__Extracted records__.
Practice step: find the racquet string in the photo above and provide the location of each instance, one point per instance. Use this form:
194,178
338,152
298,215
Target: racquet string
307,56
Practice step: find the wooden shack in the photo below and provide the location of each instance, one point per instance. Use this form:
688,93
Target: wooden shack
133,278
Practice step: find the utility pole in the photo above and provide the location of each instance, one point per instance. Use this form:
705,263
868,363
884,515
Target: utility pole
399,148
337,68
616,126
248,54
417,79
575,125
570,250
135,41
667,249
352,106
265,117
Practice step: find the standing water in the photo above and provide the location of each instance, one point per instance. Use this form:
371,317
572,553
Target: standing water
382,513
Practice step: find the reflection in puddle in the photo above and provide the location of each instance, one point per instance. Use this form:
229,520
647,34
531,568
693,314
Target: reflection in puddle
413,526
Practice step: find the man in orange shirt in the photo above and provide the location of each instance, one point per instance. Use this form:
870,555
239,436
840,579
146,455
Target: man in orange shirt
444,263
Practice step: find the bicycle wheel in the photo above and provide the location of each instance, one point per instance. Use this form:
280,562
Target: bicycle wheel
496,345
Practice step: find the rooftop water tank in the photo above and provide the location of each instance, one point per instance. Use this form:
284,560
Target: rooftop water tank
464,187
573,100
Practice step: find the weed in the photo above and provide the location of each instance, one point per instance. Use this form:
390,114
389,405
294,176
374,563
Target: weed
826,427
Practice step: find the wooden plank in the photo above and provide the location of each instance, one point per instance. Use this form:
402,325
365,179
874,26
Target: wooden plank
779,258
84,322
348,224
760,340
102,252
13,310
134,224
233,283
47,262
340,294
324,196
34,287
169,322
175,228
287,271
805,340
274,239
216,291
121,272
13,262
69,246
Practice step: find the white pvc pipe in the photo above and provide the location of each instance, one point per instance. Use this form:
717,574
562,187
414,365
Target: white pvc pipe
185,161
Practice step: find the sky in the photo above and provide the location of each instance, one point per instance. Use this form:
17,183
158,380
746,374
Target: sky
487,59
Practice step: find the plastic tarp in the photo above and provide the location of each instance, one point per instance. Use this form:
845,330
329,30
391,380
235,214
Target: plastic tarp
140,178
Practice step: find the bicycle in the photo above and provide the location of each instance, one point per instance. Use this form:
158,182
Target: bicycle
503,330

__WHAT YOU SHOULD DO__.
Reproduce all of the entries verbatim.

__TASK SOLUTION__.
Practice step: find the racquet string in the photo above and provide the location of each instance, one point per instance. Use this form:
194,178
338,152
298,215
Target: racquet string
307,56
Practice step: find the wooden shack in the photo below and provide the location of each instance, one point per instance. Use this form:
688,93
Target: wooden shack
133,278
Practice step: find the utility pole in the photo above and provide the location of each instance, one point per instance. Use this form:
705,263
868,363
884,515
Target: utility pole
399,148
337,68
616,126
248,54
417,79
575,125
570,250
135,41
667,249
352,106
265,117
Practice step: find the standing water in the photo above and provide the location of each instance, one point per instance. Use this form:
371,317
572,553
Target: standing water
382,513
Practice step: find the reflection in puddle in the photo above and provide the location of each instance, one point per instance. Use this form:
229,520
647,34
531,568
693,314
Target: reflection in puddle
413,526
Practice step: find the man in orange shirt in the photo above and provide the location of each instance, one point per instance. Use this form:
870,555
239,436
840,579
146,455
Target: man in orange shirt
444,263
Practice step: find the bicycle wheel in the photo above and provide the location of each instance, one point per instance. Use this form:
280,562
Target: bicycle wheel
496,345
Practice step: find the rooftop water tank in the photo above and provide the location of each instance, one point per instance. Use this form:
284,560
Target: rooftop water tank
464,187
573,100
Practice step: find the weed in the photo above and provide the location of each instance, one point per instance. Use this form:
390,114
389,405
294,176
374,563
Target: weed
826,427
Practice step: find the wooden plank in the photo above and provide the location of each instance, one point per instance. Use this form:
402,325
365,179
874,26
Target: wooden plank
779,258
84,322
348,224
760,340
102,252
13,310
134,224
233,283
47,262
340,294
324,196
34,287
169,322
175,228
287,271
805,340
274,239
216,291
121,272
13,262
69,246
Practice step: find the white pvc pipe in the photo above and provide the location of each instance, one point per instance. Use this form:
717,574
562,187
414,365
Target: white pvc pipe
185,161
Practice step: find the sky in the photo above and provide the location of each instance, one point per instance. Use this form:
17,183
158,380
746,374
Target: sky
487,59
Practice step: find the plastic tarp in the photo above and provide the location of each instance, one point per instance. Use this form:
845,330
329,30
391,380
235,214
Target: plastic tarp
140,178
Practice step: find the bicycle in the photo above and provide the location of each instance, one point per instance. Use this form:
158,182
Target: bicycle
503,330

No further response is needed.